Stated goal 1
Turn the paragraph in the David Shumate profile that opens "David Shumate is the author of three books" into a bulleted list that keeps its main facts.
Stated goal 2
Extend the David Shumate profile past its final sentence.

Passage
David Shumate
David Shumate is an American poet.
Life
David Shumate is the author of three books of prose poems published by the University of Pittsburgh Press: Kimonos in the Closet (2013), The Floating Bridge (2008) and High Water Mark (2004), winner of the 2003 Agnes Lynch Starrett Poetry Prize. His poetry has appeared widely in literary journals and has been anthologized in Good Poems for Hard Times, The Best American Poetry, and The Writer’s Almanac as well as in numerous other anthologies and university texts. He was awarded an NEA Fellowship in poetry in 2009 and a Creative Renewal Fellowship by the Arts Council of Indianapolis in 2007. Shumate is poet-in-residence emeritus at Marian University and a lecturer in Butler University’s MFA program. He lives in Zionsville, Indiana.

Dataset rows showing where objects appear
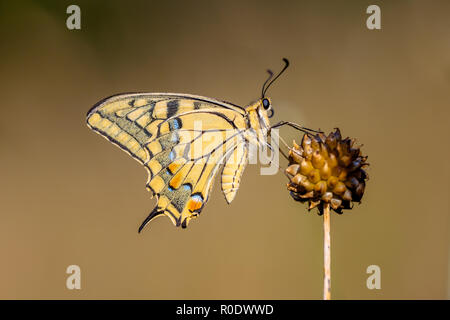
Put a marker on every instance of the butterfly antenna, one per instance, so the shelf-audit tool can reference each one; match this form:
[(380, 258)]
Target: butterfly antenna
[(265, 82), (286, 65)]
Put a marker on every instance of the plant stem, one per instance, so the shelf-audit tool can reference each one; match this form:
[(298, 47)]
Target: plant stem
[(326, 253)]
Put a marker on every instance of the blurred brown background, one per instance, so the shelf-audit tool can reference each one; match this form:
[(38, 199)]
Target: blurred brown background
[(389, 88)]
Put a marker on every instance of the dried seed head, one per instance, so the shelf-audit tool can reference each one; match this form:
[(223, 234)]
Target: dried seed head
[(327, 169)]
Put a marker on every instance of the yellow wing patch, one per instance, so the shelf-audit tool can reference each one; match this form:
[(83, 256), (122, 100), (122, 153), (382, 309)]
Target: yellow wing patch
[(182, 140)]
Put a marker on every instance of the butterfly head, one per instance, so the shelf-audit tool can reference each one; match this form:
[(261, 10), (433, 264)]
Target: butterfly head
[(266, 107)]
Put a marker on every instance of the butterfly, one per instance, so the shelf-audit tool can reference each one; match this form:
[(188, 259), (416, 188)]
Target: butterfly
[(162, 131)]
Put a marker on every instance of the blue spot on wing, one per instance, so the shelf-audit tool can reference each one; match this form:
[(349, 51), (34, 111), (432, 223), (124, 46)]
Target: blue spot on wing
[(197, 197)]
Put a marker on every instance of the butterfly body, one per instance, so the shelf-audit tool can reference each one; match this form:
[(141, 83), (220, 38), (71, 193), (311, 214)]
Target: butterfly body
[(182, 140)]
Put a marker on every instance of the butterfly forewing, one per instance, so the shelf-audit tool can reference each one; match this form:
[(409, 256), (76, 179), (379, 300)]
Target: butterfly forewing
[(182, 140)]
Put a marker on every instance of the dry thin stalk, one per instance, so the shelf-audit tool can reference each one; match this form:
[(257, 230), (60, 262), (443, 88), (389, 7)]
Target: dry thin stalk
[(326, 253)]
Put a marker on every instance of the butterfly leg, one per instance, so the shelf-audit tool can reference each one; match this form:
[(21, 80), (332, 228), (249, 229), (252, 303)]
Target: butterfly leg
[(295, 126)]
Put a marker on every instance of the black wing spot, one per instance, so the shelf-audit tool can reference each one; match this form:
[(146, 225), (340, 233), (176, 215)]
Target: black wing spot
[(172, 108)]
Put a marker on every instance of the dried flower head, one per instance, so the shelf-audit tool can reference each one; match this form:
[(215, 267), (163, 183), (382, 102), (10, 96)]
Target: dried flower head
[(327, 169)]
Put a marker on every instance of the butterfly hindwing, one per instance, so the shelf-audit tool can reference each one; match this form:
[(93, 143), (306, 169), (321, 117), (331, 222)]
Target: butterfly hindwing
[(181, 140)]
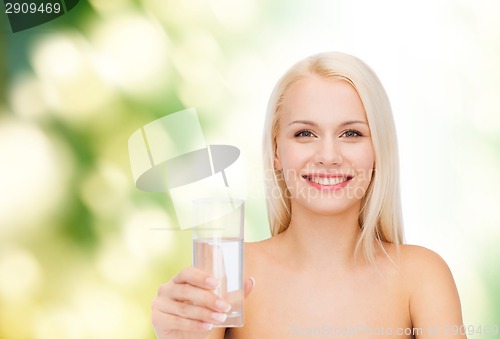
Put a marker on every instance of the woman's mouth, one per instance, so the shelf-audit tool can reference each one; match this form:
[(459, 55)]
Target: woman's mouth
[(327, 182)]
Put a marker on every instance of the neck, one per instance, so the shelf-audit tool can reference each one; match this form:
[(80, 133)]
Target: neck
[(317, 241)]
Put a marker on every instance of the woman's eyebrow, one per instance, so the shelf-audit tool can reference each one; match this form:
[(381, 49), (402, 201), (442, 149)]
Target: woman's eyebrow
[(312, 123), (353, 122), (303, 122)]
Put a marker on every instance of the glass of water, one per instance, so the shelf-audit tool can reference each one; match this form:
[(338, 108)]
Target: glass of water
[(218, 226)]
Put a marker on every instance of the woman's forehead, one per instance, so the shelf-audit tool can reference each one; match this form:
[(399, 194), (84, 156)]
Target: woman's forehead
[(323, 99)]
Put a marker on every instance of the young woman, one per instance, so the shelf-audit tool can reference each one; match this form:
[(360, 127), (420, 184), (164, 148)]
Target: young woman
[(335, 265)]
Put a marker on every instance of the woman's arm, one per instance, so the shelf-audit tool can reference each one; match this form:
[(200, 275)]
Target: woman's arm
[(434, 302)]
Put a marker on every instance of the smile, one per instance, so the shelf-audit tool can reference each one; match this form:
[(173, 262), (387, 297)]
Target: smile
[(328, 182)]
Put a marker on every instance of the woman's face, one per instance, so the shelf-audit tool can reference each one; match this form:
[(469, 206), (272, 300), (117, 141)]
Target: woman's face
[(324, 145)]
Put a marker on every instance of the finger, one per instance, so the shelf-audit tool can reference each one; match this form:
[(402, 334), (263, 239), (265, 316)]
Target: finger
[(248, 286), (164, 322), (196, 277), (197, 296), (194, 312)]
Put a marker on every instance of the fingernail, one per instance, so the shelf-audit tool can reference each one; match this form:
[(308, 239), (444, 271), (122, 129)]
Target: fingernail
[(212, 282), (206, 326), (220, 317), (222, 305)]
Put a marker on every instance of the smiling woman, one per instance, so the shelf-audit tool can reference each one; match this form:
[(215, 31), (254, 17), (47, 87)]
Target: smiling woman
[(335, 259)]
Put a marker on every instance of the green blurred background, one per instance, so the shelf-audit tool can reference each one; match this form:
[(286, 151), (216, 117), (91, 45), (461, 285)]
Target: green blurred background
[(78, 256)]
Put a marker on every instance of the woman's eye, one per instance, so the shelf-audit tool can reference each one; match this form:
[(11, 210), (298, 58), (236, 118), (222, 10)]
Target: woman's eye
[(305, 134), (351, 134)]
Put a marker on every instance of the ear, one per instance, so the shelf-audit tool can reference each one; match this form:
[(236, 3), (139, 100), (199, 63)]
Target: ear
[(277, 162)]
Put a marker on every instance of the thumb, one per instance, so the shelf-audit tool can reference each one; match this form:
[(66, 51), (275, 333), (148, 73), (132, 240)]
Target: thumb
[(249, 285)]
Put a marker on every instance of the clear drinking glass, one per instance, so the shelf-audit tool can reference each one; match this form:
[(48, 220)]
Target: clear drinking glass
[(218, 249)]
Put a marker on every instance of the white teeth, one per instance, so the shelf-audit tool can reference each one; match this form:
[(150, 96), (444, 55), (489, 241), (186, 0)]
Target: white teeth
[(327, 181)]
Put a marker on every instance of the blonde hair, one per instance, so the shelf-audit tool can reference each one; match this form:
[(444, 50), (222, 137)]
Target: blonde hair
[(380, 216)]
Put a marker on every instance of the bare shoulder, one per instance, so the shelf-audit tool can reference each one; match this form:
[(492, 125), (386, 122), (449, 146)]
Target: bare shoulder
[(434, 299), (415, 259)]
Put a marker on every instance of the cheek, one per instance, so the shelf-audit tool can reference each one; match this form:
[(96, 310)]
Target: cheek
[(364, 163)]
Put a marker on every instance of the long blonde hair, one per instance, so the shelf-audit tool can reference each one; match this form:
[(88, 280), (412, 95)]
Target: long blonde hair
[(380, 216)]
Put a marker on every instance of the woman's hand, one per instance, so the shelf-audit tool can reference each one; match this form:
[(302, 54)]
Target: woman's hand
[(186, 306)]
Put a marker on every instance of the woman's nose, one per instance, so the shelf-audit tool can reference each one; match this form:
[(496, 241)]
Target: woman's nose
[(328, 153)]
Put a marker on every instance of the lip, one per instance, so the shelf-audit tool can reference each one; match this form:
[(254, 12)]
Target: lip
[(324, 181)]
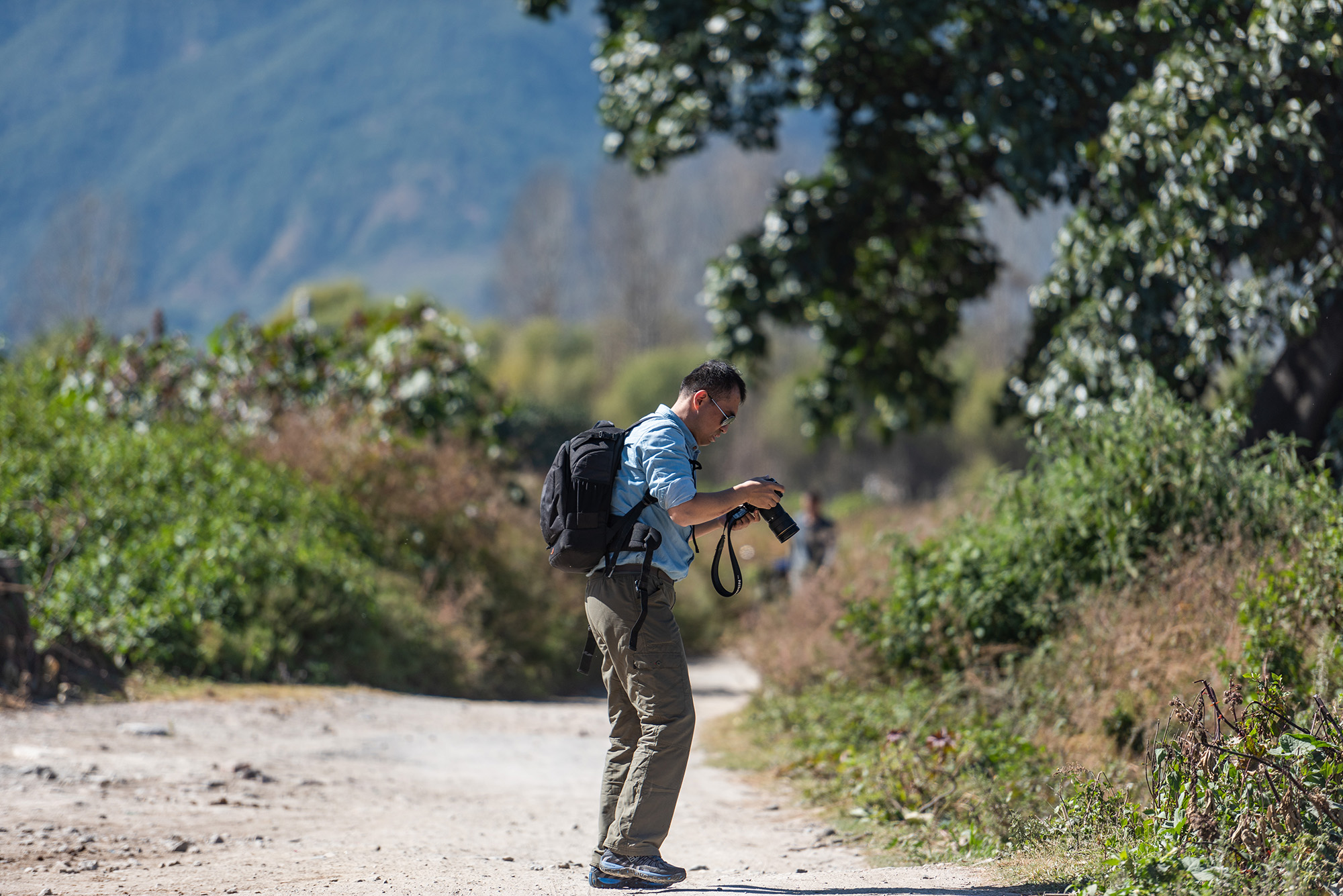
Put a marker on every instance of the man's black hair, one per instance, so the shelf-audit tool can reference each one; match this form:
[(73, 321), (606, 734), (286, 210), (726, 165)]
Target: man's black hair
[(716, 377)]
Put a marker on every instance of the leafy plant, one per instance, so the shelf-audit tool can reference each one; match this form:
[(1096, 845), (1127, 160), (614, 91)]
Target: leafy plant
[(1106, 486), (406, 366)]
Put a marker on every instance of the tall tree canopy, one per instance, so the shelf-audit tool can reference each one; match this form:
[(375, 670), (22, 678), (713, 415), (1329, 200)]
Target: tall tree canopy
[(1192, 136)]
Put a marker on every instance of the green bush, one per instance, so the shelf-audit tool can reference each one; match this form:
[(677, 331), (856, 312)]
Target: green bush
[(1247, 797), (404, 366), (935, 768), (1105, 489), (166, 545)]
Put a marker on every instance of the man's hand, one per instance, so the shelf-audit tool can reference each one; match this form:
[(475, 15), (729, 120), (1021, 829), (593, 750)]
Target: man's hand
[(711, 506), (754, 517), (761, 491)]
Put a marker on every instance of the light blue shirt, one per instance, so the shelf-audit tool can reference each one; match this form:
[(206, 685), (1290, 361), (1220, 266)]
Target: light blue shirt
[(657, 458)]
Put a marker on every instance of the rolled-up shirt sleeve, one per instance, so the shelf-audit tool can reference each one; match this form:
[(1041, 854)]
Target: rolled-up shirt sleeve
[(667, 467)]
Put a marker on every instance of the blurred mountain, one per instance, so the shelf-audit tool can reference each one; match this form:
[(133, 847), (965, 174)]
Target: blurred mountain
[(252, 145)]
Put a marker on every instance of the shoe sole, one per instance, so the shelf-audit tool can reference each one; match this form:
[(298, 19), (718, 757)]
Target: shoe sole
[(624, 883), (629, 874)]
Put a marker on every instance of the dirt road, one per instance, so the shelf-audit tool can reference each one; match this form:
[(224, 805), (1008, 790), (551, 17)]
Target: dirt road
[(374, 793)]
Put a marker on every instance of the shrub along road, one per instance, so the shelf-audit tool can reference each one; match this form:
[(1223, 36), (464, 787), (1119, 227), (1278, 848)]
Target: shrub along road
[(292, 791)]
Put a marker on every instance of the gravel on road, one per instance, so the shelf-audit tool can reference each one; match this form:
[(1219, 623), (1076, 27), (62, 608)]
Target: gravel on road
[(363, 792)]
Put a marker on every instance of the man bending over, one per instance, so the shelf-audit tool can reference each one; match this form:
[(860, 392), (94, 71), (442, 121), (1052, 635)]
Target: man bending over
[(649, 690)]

Exercise response 1
- Author of three books of prose poems from the University of Pittsburgh Press:
  - Kimonos in the Closet (2013)
  - The Floating Bridge (2008)
  - High Water Mark (2004), winner of the 2003 Agnes Lynch Starrett Poetry Prize
- Poems published widely in literary journals and anthologized in Good Poems for Hard Times, The Best American Poetry, The Writer's Almanac, and many other anthologies and university texts
- NEA Fellowship in poetry (2009)
- Creative Renewal Fellowship from the Arts Council of Indianapolis (2007)
- Poet-in-residence emeritus at Marian University
- Lecturer in Butler University's MFA program
- Lives in Zionsville, Indiana

Exercise response 2
Awards
- 2003 Agnes Lynch Starrett Poetry Prize
- 2005 Best Books of Indiana competition
- 2007 Creative Renewal Fellowship-Arts Council of Indianapolis
- 2009 NEA Creative Writing Fellowship
Works
- "Plum", AGNI
- "In the Next America", Double Room
- "Afternoon Nap", Arabesques Review
- High Water Mark. University of Pittsburgh Press. 2004. ISBN 978-0-8229-5858-1.
- The Floating Bridge: prose poems. University of Pittsburgh Press. 2008. ISBN 978-0-8229-5989-2.
- Kimonos in the Closet, University of Pittsburgh Press, 2013
Anthologies
- Heather McHugh; David Lehman, eds. (2007). "Drawing Jesus". The Best American Poetry 2007. Simon and Schuster. ISBN 978-0-7432-9973-2.
- Ed Ochester, ed. (2007). American poetry now: Pitt poetry series anthology. University of Pittsburgh Press. ISBN 978-0-8229-4310-5.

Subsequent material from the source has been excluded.